PROBLEM TO SOLVE: Return all entries precisely as they stand, without the images.

DATA FOR THIS EXERCISE:
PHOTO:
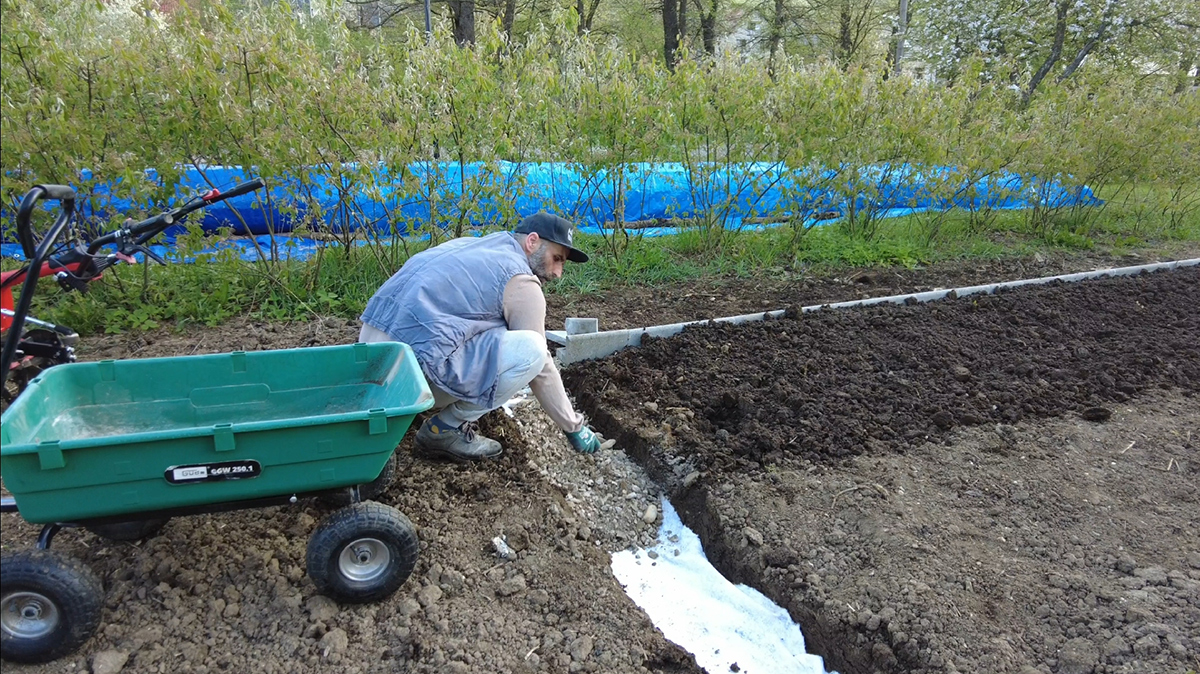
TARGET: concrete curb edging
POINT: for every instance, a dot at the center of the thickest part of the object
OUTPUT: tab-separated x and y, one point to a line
581	339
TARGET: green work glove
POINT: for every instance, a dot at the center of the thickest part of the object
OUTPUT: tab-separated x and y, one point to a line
585	440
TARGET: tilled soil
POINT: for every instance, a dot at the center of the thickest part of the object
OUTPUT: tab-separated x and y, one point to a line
228	591
795	287
993	483
865	540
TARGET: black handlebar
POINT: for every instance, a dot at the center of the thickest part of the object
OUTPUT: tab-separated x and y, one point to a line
25	211
239	190
143	232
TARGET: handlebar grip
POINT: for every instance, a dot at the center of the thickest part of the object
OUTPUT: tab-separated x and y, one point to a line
25	211
238	190
57	192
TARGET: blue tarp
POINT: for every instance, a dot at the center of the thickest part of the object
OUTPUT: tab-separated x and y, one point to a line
391	204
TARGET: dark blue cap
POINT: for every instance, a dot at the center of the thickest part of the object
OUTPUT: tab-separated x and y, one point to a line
553	228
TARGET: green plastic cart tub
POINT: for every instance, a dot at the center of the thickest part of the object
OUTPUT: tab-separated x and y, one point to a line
111	438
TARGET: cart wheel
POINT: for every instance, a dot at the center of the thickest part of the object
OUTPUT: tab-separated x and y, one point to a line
133	530
369	491
363	553
49	605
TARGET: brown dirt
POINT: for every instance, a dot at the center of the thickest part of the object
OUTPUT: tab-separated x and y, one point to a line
990	545
227	593
919	485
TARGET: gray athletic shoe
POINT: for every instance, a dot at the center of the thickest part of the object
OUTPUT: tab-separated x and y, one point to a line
462	444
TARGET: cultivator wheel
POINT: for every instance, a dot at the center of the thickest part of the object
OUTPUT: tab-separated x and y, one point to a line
363	553
49	605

TASK ANSWER:
PHOTO:
TARGET: concrete curb edging
POINT: for every instance, a dot at the center of the thickest part of the object
OUTPUT: tab-separated x and y, one point to a line
581	339
TARGET: green work glove
POINT: for every instance, a dot at the center of the thickest part of the object
OUTPUT: tab-separated x and y, one point to a line
585	440
TARGET: tilled soil
POINT: for every instance, a dot at the center of the thickest part of the object
OUTPUT: tab-separated x and y, one point to a line
228	591
795	287
993	483
865	540
TARGET: black handlebar
POINT: for every instance, a dot at the center of the thickest part of the object
OUTPUT: tab-separated x and y, one point to a line
25	211
239	190
143	232
TARGET: handlebar grip
POINT: for every instance, a dot at the center of the thickest part of the object
OUTPUT: tab-separated x and y, one point to a line
25	211
238	190
57	192
TARGET: blue tarp
POINT: for every instance, a dot at the center of the thickest part of the object
OUTPUT: tab-separated x and y, one point to a line
391	204
TARGET: dark blue cap
POINT: for every instance, a dot at the center of the thickest part of the object
OUTPUT: tab-separated x and y, one point to a line
553	228
TARGET: green plastic cart tub
POINT: for every instance, a dot at the center of the thickest part of the object
OUTPUT: tab-separated x and y, one point to a line
111	438
TARGET: cart wheel
POINT: for every instance, a dot at the center of the thickest part of the object
OUTPUT: tab-separated x and y, one point to a line
133	530
369	491
363	553
49	605
TARGET: brown dirt
POINT: for every instance, a dot at the center of the thickest part of the object
OUTPUT: tab-separated x and y, one point to a line
990	545
227	593
919	485
TARGET: gray athletic shoe
POINT: for every instance, a dot at the center of the thickest part of the object
OUTPUT: tab-separated x and y, one point to a line
462	444
TARGET: cultivator wheel
POINT: for every instance, a dot at the center of the thickest part of the object
OUTPUT: tab-separated x and y, one point to a line
363	553
49	605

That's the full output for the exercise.